- Estratto del testo -
*-*-*
Secondo Gillo Dorfles, Miela Reina è stata «La sola artista dell’area giuliana ad aver creato, nella breve stagione che va dagli anni Sessanta ai Settanta, un’opera non solo degna di essere ricordata e studiata, ma degna di essere considerata come una solitaria e inimitabile avventura della fantasia». Il critico pone l’accento sul lato fiabesco e giocoso di Miela, quell’approccio “leggero” che nutre la sua poetica e anima i tanti personaggi entrati a far parte del suo personalissimo teatro immaginario.
Dopo aver conseguito la maturità classica Miela Reina (Trieste, 31 agosto 1935 – Udine, 15 gennaio 1972) frequenta dal 1956 al 1959 la scuola di pittura all’Accademia di Belle Arti di Venezia. Porta sempre con sé un taccuino e una penna stilografica, pronta a ritrarre scherzosamente gli amici o a registrare sulla carta le numerose suggestioni che una città come Venezia offre a chi la sa ben guardare.
*-*-*
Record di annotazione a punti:

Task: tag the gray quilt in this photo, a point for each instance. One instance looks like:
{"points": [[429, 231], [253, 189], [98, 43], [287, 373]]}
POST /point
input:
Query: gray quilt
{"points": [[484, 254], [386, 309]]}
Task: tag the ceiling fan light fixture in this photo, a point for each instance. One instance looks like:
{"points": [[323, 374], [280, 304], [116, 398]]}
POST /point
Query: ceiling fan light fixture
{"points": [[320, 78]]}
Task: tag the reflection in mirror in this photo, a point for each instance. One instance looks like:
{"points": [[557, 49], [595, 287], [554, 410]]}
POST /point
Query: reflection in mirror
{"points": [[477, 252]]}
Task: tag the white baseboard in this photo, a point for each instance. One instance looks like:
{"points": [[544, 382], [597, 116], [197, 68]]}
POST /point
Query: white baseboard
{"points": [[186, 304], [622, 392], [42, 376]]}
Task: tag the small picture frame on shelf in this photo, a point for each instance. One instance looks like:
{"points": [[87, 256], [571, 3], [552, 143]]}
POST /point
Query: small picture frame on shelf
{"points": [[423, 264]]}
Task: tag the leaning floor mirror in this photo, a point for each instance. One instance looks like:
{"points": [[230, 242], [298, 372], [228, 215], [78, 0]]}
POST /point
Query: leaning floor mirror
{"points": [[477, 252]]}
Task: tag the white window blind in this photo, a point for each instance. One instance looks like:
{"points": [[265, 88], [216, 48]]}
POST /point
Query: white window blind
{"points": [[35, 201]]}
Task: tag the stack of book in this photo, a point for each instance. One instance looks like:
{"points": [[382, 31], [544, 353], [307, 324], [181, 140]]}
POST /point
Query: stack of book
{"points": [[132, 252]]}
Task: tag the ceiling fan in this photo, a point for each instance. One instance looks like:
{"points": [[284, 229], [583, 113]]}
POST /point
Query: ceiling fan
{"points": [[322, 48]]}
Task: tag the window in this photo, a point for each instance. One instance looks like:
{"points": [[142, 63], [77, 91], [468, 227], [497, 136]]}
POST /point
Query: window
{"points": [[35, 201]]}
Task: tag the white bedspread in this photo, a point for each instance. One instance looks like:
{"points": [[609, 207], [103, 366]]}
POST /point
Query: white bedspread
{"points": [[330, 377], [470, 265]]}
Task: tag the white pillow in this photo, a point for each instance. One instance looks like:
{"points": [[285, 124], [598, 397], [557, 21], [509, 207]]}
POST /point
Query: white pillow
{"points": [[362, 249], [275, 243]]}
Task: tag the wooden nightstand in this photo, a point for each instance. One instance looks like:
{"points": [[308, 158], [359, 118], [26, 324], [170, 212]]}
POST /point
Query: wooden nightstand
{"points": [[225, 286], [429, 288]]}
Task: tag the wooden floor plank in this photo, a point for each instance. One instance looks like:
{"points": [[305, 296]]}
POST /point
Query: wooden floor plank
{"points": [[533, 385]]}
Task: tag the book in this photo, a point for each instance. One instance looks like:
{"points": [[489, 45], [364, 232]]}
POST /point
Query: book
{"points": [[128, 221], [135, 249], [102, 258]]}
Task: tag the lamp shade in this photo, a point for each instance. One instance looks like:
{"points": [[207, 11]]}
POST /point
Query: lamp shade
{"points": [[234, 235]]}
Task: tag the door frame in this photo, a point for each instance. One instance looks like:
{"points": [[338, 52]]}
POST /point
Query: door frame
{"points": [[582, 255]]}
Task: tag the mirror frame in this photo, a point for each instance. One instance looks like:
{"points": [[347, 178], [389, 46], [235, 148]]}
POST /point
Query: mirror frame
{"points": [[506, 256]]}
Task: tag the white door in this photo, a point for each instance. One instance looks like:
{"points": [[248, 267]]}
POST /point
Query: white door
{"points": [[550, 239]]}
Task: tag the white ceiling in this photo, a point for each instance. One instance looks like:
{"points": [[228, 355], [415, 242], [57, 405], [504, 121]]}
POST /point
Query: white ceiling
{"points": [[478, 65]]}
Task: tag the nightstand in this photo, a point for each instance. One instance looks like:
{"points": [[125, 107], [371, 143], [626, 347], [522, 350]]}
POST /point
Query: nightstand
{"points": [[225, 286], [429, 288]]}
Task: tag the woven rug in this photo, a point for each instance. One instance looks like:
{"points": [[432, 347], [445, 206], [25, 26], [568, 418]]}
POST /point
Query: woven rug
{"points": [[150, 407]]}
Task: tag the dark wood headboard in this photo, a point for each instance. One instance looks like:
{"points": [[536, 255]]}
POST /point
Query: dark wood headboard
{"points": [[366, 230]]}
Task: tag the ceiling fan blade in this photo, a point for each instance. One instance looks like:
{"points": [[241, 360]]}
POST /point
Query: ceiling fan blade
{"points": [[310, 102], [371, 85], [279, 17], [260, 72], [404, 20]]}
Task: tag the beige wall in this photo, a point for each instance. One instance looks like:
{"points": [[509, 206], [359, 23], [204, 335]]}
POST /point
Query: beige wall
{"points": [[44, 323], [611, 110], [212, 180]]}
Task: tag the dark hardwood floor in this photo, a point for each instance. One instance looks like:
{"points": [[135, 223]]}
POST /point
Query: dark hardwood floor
*-*-*
- Compiti da svolgere -
**1)** Riscrivi il passo del testo su Miela Reina da "Secondo Gillo Dorfles, Miela" fino a "personalissimo teatro immaginario." compreso, scambiando "fiabesco" con "onirico".
**2)** Elenca tutte le righe del materiale fornito che contengono la stringa "dark", tenendo conto di maiuscole e minuscole.

- Risposte ai compiti -
**1)**
Secondo Gillo Dorfles, Miela Reina è stata «La sola artista dell’area giuliana ad aver creato, nella breve stagione che va dagli anni Sessanta ai Settanta, un’opera non solo degna di essere ricordata e studiata, ma degna di essere considerata come una solitaria e inimitabile avventura della fantasia». Il critico pone l’accento sul lato onirico e giocoso di Miela, quell’approccio “leggero” che nutre la sua poetica e anima i tanti personaggi entrati a far parte del suo personalissimo teatro immaginario.

**2)**
Task: tag the dark wood headboard in this photo, a point for each instance. One instance looks like:
Query: dark wood headboard
Task: tag the dark hardwood floor in this photo, a point for each instance. One instance looks like:
Query: dark hardwood floor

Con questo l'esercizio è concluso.